AIM OF THE TASK =
Count the lines in the records below that contain the word "horseback". Reply with that number alone.

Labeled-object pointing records
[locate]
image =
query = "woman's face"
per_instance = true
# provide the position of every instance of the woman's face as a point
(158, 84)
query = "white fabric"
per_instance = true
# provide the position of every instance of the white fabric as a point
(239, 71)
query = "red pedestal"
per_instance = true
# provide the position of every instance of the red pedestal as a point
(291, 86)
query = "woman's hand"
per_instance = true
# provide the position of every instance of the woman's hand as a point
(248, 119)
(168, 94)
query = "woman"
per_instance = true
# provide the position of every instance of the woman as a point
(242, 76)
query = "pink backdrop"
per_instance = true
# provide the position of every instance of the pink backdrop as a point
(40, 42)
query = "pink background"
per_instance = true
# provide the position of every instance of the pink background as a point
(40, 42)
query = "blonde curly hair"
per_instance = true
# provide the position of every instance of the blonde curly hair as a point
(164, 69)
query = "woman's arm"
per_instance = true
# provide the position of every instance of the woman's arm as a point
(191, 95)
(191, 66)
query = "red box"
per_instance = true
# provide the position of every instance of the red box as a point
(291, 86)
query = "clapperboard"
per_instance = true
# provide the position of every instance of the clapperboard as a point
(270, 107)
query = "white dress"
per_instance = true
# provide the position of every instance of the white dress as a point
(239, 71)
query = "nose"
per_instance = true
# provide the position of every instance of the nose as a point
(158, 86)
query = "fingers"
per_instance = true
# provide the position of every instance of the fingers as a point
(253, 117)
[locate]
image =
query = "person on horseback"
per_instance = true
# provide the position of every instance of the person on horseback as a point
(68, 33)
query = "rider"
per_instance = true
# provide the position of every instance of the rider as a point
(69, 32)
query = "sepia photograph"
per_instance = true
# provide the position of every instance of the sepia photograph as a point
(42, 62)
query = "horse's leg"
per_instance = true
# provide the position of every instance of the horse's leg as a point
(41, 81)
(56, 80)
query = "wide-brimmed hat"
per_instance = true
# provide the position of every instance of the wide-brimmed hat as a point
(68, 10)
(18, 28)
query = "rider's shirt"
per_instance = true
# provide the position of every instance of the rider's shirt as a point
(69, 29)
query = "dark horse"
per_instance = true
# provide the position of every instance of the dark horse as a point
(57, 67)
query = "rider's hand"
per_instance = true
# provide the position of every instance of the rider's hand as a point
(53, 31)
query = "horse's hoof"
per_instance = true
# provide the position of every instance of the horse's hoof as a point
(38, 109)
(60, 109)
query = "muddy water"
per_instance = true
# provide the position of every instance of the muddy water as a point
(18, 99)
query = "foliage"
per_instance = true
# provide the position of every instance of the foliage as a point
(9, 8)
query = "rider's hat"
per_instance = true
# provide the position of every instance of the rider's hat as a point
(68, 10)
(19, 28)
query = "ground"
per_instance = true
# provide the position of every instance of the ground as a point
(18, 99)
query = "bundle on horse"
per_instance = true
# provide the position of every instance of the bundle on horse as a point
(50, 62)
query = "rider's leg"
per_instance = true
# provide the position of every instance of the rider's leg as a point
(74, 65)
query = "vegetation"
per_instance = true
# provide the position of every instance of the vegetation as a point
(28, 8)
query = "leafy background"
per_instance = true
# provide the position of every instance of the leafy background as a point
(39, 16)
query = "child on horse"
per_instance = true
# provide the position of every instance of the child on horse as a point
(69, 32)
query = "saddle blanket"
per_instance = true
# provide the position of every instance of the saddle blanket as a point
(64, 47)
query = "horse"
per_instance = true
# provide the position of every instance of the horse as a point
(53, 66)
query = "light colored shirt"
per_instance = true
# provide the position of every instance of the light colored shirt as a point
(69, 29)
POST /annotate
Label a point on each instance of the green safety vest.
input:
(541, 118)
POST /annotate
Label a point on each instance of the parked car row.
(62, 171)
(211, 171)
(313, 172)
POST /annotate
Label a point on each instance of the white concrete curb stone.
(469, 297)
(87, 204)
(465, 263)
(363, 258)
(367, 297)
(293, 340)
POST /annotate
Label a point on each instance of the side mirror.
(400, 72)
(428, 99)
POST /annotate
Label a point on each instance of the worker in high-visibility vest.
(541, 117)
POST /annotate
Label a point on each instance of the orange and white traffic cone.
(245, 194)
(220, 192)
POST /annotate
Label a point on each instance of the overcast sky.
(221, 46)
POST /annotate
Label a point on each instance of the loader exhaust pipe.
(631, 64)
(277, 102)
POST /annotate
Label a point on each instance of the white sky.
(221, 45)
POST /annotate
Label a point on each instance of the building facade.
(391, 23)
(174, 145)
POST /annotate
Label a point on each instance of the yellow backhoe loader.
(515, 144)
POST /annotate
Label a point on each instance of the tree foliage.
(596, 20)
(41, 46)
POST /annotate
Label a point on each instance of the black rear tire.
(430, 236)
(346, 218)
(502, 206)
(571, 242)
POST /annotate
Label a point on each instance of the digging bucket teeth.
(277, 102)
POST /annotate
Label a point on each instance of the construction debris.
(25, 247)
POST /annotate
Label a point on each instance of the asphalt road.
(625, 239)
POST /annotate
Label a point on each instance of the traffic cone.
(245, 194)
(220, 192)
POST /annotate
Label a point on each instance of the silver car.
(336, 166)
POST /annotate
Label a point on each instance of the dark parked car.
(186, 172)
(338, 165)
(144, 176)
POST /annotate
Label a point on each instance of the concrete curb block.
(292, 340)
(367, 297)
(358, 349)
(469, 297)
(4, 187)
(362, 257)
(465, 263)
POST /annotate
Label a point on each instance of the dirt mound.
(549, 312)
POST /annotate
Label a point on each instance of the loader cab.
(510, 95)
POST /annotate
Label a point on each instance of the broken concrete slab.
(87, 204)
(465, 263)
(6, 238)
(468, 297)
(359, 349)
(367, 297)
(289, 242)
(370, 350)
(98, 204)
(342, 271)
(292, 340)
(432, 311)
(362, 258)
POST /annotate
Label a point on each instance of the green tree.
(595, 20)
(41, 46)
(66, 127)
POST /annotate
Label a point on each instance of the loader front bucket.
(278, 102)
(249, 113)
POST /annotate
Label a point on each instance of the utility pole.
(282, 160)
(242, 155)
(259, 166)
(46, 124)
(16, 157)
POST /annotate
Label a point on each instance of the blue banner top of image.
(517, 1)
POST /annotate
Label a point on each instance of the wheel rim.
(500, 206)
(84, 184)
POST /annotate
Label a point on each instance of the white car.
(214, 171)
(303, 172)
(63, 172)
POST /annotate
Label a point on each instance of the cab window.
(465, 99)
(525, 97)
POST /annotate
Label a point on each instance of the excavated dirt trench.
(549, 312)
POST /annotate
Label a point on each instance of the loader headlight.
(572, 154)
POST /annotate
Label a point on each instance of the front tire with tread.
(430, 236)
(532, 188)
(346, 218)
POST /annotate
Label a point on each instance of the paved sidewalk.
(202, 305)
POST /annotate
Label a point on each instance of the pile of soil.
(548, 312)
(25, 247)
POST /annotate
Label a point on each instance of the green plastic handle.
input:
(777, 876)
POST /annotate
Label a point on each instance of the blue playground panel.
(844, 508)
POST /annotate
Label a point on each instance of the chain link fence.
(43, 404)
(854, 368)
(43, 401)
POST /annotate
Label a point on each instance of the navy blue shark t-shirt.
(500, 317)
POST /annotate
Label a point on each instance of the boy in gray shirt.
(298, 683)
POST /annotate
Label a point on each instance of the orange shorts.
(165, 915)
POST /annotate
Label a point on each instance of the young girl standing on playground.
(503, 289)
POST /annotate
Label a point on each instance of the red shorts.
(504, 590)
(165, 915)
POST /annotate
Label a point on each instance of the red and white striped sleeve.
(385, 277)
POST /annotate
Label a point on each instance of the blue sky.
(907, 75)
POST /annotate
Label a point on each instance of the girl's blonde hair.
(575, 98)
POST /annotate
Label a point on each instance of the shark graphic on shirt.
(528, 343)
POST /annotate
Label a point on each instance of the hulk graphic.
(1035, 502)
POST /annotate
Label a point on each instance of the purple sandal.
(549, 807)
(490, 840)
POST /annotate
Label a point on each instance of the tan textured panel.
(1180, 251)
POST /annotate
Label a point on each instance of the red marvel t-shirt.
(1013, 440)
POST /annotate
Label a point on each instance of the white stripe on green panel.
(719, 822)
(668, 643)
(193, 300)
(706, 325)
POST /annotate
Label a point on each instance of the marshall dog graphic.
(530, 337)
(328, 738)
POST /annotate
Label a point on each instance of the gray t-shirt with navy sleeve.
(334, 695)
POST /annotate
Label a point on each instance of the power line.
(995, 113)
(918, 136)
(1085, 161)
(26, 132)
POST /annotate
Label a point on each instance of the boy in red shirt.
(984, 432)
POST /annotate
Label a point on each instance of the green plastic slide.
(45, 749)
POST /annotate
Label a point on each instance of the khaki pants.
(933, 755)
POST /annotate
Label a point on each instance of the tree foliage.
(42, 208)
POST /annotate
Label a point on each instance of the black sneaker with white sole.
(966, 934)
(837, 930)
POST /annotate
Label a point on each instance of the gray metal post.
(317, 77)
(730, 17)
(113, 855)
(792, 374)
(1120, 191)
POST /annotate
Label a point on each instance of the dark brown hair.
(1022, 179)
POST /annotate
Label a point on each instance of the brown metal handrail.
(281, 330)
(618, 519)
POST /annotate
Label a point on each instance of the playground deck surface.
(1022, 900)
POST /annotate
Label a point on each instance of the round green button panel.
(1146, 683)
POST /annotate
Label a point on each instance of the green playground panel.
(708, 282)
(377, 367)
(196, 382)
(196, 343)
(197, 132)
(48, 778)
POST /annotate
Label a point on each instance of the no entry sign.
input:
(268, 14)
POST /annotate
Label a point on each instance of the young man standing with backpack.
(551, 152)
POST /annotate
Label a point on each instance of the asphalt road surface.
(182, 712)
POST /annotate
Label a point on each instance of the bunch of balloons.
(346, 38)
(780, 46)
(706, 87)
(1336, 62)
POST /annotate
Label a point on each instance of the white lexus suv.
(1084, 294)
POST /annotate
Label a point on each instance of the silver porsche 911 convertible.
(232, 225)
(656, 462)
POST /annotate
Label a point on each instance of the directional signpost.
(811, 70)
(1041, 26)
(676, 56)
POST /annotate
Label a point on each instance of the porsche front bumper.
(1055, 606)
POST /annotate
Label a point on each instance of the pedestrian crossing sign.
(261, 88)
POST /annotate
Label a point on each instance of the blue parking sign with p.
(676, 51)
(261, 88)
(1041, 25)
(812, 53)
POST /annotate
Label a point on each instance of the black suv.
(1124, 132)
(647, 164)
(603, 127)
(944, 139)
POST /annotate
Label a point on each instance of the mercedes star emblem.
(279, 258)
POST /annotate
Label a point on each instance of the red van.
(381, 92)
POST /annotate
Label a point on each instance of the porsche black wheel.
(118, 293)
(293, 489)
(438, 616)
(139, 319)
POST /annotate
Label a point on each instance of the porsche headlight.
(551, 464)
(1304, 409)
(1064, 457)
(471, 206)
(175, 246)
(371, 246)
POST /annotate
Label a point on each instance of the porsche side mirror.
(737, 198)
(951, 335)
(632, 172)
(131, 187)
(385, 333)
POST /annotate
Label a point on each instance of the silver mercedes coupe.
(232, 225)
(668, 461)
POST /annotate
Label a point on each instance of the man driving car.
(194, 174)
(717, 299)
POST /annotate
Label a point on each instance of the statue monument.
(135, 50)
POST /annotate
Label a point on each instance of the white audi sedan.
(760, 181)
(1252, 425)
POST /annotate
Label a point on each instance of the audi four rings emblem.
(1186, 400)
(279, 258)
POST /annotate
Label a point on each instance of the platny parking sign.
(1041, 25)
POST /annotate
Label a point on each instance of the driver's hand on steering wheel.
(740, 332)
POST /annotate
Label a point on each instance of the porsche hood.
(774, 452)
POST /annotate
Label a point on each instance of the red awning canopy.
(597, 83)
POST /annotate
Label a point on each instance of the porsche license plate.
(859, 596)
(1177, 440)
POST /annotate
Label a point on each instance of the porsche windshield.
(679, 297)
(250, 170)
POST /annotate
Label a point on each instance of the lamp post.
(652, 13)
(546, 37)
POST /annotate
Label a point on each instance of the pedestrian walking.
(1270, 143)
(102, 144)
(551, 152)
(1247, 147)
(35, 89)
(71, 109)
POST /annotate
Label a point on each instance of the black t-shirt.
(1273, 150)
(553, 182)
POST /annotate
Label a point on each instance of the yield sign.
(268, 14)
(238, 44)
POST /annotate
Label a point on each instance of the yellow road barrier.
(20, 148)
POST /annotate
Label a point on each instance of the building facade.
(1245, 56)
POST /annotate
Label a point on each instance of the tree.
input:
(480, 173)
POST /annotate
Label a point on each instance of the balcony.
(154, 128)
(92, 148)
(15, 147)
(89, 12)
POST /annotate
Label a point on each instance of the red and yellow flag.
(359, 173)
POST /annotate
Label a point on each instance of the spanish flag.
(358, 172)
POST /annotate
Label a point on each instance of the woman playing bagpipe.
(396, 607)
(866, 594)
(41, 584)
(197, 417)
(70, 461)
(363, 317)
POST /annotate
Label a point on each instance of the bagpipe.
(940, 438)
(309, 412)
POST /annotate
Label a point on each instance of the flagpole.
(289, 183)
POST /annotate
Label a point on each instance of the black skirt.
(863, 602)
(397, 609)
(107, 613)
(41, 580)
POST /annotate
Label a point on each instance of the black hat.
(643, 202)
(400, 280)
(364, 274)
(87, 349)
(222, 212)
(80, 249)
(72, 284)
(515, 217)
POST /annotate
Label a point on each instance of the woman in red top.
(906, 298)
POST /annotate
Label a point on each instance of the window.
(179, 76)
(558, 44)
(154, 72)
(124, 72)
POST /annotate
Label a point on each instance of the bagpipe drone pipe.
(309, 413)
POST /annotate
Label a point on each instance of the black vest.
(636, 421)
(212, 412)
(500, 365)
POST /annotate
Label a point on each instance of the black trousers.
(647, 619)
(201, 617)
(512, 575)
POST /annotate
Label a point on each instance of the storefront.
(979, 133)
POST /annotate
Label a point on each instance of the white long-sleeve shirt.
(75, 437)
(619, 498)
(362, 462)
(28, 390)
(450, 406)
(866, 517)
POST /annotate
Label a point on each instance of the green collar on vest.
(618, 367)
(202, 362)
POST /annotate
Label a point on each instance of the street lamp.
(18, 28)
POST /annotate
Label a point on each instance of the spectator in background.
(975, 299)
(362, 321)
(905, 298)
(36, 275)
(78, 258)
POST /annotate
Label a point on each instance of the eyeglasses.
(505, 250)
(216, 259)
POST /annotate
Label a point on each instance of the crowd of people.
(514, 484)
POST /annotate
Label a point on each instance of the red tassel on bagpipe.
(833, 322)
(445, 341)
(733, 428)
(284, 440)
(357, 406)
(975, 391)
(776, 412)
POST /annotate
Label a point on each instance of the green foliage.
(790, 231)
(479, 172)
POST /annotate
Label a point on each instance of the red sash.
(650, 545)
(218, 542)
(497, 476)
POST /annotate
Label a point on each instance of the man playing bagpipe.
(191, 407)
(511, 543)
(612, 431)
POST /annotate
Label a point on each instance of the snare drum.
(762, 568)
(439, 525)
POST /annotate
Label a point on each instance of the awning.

THE RESULT =
2